__BRIEF__: Give the number of lines in the records below that hold "negative"; nothing else is needed.
*** DATA FOR PROCESSING ***
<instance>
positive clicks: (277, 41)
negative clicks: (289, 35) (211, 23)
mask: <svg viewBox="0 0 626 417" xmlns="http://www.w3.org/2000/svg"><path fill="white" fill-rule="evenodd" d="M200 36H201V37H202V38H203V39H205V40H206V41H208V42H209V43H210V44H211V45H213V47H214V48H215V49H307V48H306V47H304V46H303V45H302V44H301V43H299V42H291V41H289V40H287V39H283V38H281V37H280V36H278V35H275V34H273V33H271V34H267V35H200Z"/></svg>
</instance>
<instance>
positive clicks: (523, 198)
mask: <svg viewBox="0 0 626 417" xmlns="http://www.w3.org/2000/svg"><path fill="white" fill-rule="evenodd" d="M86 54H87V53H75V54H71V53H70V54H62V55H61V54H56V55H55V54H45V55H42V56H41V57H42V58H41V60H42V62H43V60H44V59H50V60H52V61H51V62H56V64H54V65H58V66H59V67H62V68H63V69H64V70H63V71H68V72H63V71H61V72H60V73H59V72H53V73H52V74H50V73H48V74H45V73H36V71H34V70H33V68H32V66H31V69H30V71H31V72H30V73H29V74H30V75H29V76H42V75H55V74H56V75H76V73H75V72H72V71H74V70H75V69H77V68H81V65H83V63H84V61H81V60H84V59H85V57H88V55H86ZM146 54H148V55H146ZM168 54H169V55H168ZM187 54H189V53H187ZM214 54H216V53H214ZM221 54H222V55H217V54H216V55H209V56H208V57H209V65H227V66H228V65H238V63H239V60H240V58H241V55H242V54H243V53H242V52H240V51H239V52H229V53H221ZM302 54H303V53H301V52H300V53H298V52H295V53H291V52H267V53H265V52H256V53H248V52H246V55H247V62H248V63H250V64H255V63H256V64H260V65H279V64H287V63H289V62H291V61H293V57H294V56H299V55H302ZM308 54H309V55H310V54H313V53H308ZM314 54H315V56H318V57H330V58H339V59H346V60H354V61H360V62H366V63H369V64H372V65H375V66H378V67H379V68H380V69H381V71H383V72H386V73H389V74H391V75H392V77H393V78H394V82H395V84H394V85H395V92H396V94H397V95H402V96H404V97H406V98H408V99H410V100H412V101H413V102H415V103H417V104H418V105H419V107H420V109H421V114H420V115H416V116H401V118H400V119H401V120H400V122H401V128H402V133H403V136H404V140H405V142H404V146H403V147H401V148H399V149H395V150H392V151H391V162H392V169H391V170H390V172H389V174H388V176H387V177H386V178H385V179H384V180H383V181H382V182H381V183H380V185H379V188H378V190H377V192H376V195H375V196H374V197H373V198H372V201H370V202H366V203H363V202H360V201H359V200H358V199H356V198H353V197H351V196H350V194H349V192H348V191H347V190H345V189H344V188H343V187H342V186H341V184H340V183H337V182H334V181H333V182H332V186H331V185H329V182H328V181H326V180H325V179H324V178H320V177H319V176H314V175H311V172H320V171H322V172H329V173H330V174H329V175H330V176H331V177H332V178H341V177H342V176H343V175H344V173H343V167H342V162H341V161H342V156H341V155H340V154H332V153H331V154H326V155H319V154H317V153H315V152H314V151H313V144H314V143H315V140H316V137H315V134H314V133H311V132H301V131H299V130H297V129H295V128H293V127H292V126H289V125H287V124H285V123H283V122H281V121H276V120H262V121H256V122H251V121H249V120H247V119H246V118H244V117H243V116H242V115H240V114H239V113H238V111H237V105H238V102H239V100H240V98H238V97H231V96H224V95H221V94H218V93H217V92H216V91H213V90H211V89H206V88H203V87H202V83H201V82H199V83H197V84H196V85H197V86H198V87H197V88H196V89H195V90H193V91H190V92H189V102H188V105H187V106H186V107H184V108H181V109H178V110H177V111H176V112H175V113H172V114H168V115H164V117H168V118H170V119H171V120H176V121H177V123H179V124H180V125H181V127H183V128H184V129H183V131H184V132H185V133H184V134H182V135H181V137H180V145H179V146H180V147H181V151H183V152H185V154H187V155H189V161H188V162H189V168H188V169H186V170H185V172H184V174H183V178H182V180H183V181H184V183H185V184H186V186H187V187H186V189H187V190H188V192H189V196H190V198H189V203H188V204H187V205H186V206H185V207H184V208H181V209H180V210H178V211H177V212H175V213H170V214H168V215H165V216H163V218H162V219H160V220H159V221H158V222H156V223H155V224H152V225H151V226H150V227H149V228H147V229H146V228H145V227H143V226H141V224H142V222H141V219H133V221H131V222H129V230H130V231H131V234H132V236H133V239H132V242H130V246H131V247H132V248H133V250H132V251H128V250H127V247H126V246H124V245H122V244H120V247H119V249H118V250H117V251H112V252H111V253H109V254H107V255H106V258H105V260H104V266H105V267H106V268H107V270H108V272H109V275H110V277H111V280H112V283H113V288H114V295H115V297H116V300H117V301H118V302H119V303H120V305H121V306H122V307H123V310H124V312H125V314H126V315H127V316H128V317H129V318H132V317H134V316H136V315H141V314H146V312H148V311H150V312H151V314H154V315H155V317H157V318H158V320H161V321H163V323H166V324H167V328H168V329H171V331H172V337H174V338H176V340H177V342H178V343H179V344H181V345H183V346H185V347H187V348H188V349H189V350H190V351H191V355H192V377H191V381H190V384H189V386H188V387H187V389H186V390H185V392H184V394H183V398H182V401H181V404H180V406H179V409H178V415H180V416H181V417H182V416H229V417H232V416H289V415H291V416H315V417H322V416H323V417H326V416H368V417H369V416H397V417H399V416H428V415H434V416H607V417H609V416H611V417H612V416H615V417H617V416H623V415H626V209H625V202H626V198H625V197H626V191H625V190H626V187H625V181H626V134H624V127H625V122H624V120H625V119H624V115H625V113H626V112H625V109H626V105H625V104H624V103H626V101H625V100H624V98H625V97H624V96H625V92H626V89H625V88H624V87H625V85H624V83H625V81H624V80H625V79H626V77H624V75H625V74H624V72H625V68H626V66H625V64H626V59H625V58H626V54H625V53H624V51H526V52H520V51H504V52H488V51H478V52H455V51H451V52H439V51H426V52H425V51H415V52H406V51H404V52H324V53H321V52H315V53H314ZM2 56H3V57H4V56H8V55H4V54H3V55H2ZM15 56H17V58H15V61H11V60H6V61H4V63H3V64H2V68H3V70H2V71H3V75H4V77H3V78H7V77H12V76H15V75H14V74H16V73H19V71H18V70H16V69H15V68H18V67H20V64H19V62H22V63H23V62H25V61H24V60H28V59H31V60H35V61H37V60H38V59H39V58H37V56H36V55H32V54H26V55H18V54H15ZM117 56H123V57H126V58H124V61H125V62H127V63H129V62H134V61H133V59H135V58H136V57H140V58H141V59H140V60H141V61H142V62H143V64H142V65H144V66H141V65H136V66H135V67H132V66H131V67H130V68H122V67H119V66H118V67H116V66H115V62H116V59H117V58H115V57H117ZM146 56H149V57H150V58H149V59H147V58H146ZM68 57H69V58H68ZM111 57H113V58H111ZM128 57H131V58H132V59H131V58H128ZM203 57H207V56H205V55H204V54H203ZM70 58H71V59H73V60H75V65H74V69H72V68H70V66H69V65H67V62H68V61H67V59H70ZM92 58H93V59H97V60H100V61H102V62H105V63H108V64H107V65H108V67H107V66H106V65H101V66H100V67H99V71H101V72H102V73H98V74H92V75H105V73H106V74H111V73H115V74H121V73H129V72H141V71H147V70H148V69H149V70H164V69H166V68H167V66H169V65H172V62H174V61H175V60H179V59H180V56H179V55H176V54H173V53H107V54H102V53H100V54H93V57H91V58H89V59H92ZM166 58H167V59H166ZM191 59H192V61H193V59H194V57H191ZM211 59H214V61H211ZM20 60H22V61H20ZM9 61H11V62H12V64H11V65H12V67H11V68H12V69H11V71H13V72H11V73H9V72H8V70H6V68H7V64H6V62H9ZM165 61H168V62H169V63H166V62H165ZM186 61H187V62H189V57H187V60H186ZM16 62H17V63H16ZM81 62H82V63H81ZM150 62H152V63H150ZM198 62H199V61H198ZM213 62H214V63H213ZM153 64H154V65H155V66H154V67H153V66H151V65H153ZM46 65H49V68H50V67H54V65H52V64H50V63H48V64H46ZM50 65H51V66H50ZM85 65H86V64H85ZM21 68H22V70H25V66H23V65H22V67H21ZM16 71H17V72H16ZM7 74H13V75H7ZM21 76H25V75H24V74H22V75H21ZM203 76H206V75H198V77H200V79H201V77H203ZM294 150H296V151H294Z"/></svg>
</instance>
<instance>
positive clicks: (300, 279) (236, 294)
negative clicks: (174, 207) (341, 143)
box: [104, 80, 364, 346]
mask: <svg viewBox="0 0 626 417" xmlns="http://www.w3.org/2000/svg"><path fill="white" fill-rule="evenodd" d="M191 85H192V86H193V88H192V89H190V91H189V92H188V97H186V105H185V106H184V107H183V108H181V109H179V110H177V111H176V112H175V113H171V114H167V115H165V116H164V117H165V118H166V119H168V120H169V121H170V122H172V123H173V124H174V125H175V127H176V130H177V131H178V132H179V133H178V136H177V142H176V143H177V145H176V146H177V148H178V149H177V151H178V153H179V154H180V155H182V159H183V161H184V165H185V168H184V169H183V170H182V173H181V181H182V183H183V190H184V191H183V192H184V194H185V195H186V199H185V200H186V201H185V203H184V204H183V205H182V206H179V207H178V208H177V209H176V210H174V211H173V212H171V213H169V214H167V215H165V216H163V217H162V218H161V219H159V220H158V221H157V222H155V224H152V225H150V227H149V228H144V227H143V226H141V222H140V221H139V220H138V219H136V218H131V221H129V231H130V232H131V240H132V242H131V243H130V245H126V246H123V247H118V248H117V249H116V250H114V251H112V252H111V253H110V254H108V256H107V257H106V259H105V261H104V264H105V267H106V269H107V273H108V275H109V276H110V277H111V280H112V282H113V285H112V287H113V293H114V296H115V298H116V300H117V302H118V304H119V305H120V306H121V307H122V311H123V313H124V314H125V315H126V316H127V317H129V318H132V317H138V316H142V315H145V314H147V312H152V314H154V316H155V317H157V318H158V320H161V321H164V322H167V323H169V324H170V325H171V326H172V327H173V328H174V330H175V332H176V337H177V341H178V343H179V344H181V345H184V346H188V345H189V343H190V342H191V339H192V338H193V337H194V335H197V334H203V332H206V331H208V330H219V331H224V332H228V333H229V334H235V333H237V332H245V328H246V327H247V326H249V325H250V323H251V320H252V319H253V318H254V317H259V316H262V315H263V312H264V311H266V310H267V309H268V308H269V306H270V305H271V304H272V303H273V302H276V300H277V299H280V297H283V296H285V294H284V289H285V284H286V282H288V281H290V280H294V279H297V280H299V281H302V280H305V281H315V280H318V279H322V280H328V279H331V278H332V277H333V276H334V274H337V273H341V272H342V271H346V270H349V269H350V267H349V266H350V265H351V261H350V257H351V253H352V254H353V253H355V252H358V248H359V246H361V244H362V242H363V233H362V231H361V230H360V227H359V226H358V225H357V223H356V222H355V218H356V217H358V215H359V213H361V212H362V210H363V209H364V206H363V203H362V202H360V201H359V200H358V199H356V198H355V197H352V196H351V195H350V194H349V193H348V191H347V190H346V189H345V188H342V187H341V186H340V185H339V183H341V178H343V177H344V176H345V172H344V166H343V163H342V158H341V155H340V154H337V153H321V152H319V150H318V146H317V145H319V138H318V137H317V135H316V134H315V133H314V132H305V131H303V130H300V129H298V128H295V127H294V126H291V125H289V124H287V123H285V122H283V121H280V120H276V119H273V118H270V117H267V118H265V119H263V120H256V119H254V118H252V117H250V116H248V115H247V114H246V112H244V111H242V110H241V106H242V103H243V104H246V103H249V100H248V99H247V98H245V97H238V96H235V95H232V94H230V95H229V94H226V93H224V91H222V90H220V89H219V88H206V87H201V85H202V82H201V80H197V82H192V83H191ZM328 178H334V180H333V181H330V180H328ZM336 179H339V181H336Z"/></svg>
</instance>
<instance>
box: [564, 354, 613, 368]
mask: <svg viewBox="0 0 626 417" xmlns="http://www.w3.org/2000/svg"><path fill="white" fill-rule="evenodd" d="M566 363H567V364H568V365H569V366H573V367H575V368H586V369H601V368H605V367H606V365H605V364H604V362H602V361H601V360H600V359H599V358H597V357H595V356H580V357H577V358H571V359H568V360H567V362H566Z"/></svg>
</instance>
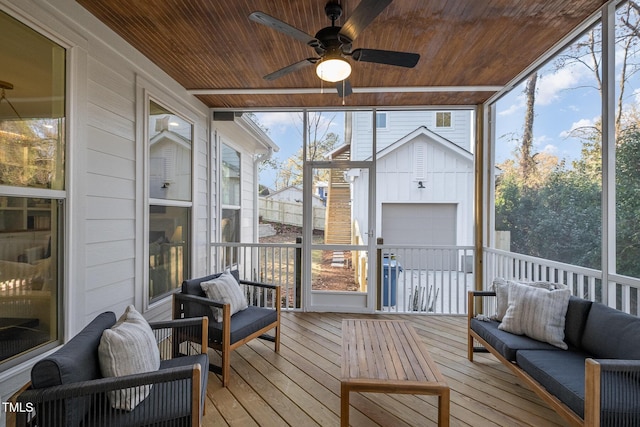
*** End of DATA FOR PROCESSING ***
__SOLUTION__: 2